--- SET EXERCISE ---
Rewrite every line of the material below, replacing each occurrence of "Reviewer note" with "Annotator note" and leaving everything else untouched.

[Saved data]
::::::::
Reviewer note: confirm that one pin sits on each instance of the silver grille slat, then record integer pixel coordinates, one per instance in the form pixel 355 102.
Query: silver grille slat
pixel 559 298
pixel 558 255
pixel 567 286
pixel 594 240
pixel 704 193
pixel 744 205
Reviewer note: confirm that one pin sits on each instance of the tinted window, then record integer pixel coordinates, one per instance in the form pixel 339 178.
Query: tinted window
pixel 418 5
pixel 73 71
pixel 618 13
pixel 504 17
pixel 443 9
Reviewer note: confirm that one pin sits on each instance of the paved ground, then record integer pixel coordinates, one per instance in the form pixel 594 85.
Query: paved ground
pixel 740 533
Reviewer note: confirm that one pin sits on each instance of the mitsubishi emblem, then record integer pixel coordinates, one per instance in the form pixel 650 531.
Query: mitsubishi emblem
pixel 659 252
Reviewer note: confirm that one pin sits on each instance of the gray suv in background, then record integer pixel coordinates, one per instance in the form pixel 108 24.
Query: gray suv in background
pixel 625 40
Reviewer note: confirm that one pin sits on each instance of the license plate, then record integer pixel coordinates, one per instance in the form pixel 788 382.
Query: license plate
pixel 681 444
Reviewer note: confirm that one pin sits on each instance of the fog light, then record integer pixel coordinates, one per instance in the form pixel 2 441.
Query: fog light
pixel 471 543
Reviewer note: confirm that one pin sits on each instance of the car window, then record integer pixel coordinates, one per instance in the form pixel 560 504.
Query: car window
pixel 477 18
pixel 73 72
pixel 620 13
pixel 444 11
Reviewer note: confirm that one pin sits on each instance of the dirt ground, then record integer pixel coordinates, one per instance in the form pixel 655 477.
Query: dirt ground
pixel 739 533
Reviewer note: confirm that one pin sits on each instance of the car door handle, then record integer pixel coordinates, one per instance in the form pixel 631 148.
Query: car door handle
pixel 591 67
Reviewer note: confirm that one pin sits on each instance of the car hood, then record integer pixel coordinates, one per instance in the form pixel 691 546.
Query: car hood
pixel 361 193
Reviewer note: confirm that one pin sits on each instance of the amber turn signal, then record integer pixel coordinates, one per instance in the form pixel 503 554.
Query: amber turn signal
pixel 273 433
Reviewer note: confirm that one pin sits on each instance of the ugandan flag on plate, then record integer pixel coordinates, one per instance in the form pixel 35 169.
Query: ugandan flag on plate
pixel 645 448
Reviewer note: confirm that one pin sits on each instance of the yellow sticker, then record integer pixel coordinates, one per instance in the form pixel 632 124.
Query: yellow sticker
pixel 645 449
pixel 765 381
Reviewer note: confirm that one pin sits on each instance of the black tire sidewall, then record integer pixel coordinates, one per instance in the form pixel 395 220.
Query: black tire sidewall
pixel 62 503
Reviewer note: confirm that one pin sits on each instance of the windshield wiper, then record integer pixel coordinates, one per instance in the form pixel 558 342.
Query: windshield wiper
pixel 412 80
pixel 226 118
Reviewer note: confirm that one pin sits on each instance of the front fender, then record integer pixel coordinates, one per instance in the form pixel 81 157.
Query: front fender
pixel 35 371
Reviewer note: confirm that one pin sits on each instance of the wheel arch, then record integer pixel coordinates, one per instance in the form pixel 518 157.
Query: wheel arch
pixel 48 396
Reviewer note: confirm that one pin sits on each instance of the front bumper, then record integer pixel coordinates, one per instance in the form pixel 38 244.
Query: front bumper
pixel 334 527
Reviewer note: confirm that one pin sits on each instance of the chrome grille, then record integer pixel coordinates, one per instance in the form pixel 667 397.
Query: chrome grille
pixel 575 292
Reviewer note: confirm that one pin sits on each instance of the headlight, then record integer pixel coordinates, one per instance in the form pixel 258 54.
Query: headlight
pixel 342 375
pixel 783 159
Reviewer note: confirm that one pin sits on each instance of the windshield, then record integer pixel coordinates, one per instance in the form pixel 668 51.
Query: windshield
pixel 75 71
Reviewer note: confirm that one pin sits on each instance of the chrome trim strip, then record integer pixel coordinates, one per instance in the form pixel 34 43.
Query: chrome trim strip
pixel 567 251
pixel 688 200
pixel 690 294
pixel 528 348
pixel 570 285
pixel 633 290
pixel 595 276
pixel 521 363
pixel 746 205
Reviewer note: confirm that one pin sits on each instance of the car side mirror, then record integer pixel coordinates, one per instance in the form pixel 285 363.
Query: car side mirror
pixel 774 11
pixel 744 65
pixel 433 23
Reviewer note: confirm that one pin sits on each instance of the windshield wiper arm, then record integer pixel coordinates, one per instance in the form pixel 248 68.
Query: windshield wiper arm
::::::::
--- TASK ANSWER ---
Annotator note: confirm that one pin sits on each instance of the silver grille slat, then record integer pixel coordinates, one per instance in the form pixel 355 102.
Query: silver grille slat
pixel 559 298
pixel 558 255
pixel 567 286
pixel 594 240
pixel 704 193
pixel 744 205
Annotator note: confirm that one pin sits on each instance of the tinted window, then record integer pixel coordinates, one per instance in the form pixel 339 178.
Query: tinted window
pixel 418 5
pixel 73 71
pixel 618 13
pixel 504 17
pixel 443 9
Annotator note: confirm that one pin sits on each instance of the paved ground, then record integer pixel coordinates, one per instance in the form pixel 594 85.
Query: paved ground
pixel 740 533
Annotator note: confirm that one pin sits on each instance of the mitsubishi emblem, then record integer pixel coordinates, one per instance in the form pixel 650 531.
Query: mitsubishi emblem
pixel 659 252
Annotator note: confirm that one pin sits on each instance of the gray suv in background, then record integer pixel coordinates, one per instance in the form pixel 108 24.
Query: gray suv in background
pixel 625 40
Annotator note: confirm that one pin sits on each instance of the license plate, then record integer pixel coordinates, one per instance in the form pixel 788 382.
Query: license plate
pixel 681 444
Annotator note: confirm that one pin sits on each instance of the fog light, then record integer pixel coordinates, one per instance in the form pixel 2 441.
Query: fog light
pixel 471 543
Annotator note: confirm that one pin sits on each instance of the car window, then record integer pixel coordinates, one per instance in the form pixel 560 504.
Query: car window
pixel 477 18
pixel 73 72
pixel 620 13
pixel 444 11
Annotator note: confirm that one pin sits on each instance of the dirt ground, then record integer pixel coordinates, one per instance in the form pixel 655 477.
Query: dirt ground
pixel 739 533
Annotator note: confirm that one pin sits on each instance of the car door handle, then record integer pixel coordinates, one per instance in the form pixel 631 148.
Query: car door handle
pixel 591 67
Annotator note: confirm that one pin sits on each instance of the car hood, then record integer pixel coordinates, one per instance in the form pixel 691 546.
Query: car hood
pixel 361 193
Annotator note: confirm that one pin sits on each instance of the amber turn signal, then record integer pixel coordinates, one per instance in the form pixel 503 554.
Query: amber turn signal
pixel 273 433
Annotator note: confirm that one pin sits on each instance of the ugandan flag on plate, then record integer pixel coordinates, one per instance in the form pixel 35 169.
Query: ugandan flag on plate
pixel 645 448
Annotator note: confirm that one pin sits on each instance of the yellow sticker, then record integer pixel coordinates, one per instance in the form pixel 632 124.
Query: yellow sticker
pixel 645 449
pixel 765 381
Annotator note: confirm that one pin sits on each instance of the black tire sidewall, then record integer pixel coordinates, one per instance in the form pixel 395 220.
Query: black tire sidewall
pixel 62 503
Annotator note: confirm that one pin sits on each instance of the windshield wiper, then record integer pixel coordinates, one per instance in the form pixel 558 342.
Query: windshield wiper
pixel 412 80
pixel 226 118
Annotator note: confirm that one pin sits on each instance of the front fender, then record integer pixel coordinates, one per instance in the form pixel 81 157.
Query: front fender
pixel 35 371
Annotator note: confirm that one pin sits on each instance of the wheel arch, then record integer pixel coordinates, one per instance in the form pixel 518 157.
Query: wheel arch
pixel 48 396
Annotator note: confirm that one pin sits on each instance of the front bumper, then record integer pixel coordinates, one per instance in the form pixel 38 244.
Query: front bumper
pixel 334 527
Annotator note: confirm that one pin sits on each instance of the chrome grille, then record integer pixel coordinates, one per instance in the form pixel 667 397.
Query: chrome grille
pixel 575 292
Annotator note: confirm that one pin sits on each instance of the headlight, then record integer pixel coordinates, one per instance in the form pixel 258 54.
Query: headlight
pixel 342 375
pixel 783 159
Annotator note: confirm that one pin sits on each instance of the windshield, then record integer pixel coordinates, one per instance in the form pixel 668 51.
Query: windshield
pixel 75 71
Annotator note: confirm that one pin sits on each instance of the chrome trim strip, then record integer pixel coordinates, one per instance in the form pixel 34 43.
Query: chrome trim strip
pixel 567 251
pixel 688 200
pixel 690 294
pixel 528 348
pixel 570 285
pixel 633 290
pixel 595 276
pixel 521 363
pixel 746 205
Annotator note: confirm that one pin sits on each instance of the car side mirror, then record integer pixel coordinates, one per instance in the form pixel 285 363.
Query: car side mirror
pixel 774 11
pixel 744 65
pixel 433 23
Annotator note: confirm that one pin sits on each instance of the windshield wiper arm, then record integer pixel coordinates, one per instance in the form pixel 248 68.
Query: windshield wiper arm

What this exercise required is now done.